Cumartesi akşamı Silivri Cezaevi önünde bu kez Ergenekon ve
Balyoz sanıklarının yakınları değil, bu davaların mimarlarının
taraftarları toplanmıştı.
Paralel yapı soruşturması nedeniyle tutuklu bulunan kişilerin
tahliyesine yetkisi olmadığı halde bakan mahkemenin kararının
uygulanması için eylem yapıyorlardı. Oysa aynı grubun Balyoz
davalarındaki gece yarısı tahliyelerine verdikleri tepki
hafızalarımızda dipdiriydi. Bugün tam aksini söyleyen Cemaat
yazarlarının o günlerdeki kendi "hukuki argümanlarına" bakmaları
yeterliydi aslında. Ama olsundu, itikatlarına göre dün belki
tartışılabilirdi fakat kanunlarını hocaefendilerinin çizdiği
Cemaatlerinin doğrusundan sual edilemezdi. Peki bu kavga gürültünün
içinde aslında yaşanan neydi, bir bakalım.
^^^^^^^^^^^^^^^^
* [Yapılacak İşlemler]:
**a.** Silivri Cezaevi önündeki eyleme dair yazıda "Paralel yapı soruşturması" sözcükleriyle açılıp "neydi, bir bakalım." ile kapanan bölümü, "gece yarısı" ifadesini "sabaha karşı" olarak değiştirip yeniden yazın.
**b.** Silivri Cezaevi önündeki eyleme dair yazının devamını yazın.

(Konum işaretleme kayıtları)
^^^^^^^^^^^^^^^^
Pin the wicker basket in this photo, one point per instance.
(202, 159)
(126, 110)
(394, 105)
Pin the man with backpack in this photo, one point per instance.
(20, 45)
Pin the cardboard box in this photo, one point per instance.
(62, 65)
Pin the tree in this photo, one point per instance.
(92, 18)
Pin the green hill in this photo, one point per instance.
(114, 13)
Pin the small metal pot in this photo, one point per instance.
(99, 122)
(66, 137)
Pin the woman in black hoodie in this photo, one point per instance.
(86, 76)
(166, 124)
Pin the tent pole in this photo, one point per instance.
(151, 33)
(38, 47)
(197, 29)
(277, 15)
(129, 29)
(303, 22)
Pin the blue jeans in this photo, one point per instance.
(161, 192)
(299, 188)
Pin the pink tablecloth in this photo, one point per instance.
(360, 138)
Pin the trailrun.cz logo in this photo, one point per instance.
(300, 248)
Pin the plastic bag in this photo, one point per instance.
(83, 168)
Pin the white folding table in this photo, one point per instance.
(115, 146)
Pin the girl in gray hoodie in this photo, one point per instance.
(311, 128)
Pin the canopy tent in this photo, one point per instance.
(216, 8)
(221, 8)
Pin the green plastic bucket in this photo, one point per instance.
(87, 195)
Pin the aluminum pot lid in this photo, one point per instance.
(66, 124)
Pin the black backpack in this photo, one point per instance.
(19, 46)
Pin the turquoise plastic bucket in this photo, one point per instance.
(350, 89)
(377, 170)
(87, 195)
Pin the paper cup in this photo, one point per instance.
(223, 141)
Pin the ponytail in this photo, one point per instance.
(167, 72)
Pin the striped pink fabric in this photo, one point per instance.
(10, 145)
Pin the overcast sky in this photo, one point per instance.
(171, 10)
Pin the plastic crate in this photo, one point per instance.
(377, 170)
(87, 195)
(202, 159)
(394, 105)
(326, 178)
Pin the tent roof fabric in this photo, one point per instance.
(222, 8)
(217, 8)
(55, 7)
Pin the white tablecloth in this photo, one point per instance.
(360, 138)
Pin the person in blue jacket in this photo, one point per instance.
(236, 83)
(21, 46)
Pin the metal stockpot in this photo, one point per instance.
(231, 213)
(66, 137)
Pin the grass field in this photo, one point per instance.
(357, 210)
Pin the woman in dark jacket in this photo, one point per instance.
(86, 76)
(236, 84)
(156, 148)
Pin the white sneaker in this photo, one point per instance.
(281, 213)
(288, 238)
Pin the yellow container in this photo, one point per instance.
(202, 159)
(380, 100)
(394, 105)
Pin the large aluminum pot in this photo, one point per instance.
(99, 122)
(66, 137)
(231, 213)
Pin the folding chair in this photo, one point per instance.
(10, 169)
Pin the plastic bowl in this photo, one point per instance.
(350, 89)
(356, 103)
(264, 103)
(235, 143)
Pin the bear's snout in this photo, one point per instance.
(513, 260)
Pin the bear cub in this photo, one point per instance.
^^^^^^^^^^^^^^^^
* [Sıralı Yanıtlar]:
**a.**
Paralel yapı soruşturması nedeniyle tutuklu bulunan kişilerin
tahliyesine yetkisi olmadığı halde bakan mahkemenin kararının
uygulanması için eylem yapıyorlardı. Oysa aynı grubun Balyoz
davalarındaki sabaha karşı tahliyelerine verdikleri tepki
hafızalarımızda dipdiriydi. Bugün tam aksini söyleyen Cemaat
yazarlarının o günlerdeki kendi "hukuki argümanlarına" bakmaları
yeterliydi aslında. Ama olsundu, itikatlarına göre dün belki
tartışılabilirdi fakat kanunlarını hocaefendilerinin çizdiği
Cemaatlerinin doğrusundan sual edilemezdi. Peki bu kavga gürültünün
içinde aslında yaşanan neydi, bir bakalım.

**b.**
Tahliye taleplerine olumlu yanıt alamayan şüpheli vekilleri bu kez
de reddi hâkim talebinde bulundular. Üstelik de kanunun yetkili
kıldığı hâkimliğe değil, alakasız 29. Asliye Ceza Mahkemesi'ne.
Daha da ilginci bu mahkeme de kanunu, yetkiyi falan hiç sorun
etmedi. Hâkimlerin reddine karar verip, tahliyelere de 32. Asliye
Ceza Mahkemesi'nin bakmasına hükmetti. O da paralel yapı
zanlılarının tahliyesine karar verdi.
Ancak ortada ciddi bir hukuki sorun hatta skandal vardı. Şöyle ki;
Ceza Muhakemesi Kanunu'nun 7. maddesine göre de yetkisiz olarak
verilen kararlar hükümsüzdü. Ve reddi hâkim talebini kabul eden 29.
Asliye Ceza da, tahliyelere karar veren 32. Asliye Ceza da bu
konuda yetkisizdi.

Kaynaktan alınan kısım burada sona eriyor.